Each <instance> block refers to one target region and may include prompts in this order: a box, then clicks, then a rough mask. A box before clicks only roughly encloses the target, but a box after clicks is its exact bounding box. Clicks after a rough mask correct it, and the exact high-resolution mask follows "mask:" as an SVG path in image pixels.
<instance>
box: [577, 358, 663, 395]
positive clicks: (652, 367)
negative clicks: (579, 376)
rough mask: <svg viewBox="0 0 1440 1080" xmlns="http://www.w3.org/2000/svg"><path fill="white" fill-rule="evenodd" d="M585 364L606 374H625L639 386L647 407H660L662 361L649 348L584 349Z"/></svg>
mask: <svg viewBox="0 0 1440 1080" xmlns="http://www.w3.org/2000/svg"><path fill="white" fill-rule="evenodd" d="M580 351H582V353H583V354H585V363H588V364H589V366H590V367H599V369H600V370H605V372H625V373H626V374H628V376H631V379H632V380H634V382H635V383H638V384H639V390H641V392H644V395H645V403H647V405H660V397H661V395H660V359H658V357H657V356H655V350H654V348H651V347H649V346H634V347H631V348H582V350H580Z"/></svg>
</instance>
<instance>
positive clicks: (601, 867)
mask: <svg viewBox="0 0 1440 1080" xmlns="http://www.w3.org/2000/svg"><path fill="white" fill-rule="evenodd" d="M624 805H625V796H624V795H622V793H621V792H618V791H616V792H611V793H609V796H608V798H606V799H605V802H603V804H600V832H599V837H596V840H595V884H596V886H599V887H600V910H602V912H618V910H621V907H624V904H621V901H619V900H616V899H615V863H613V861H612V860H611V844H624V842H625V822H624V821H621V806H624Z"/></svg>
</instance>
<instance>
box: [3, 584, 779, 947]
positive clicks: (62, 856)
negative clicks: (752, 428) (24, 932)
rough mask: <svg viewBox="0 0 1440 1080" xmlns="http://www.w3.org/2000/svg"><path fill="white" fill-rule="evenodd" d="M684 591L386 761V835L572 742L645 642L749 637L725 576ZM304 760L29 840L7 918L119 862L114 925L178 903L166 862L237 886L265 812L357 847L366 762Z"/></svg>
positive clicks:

○ ○ ○ ○

## Exercise aim
Search the records above for the string "negative" and copy each line that holds it.

## Expected answer
negative clicks: (579, 376)
negative clicks: (752, 428) (24, 932)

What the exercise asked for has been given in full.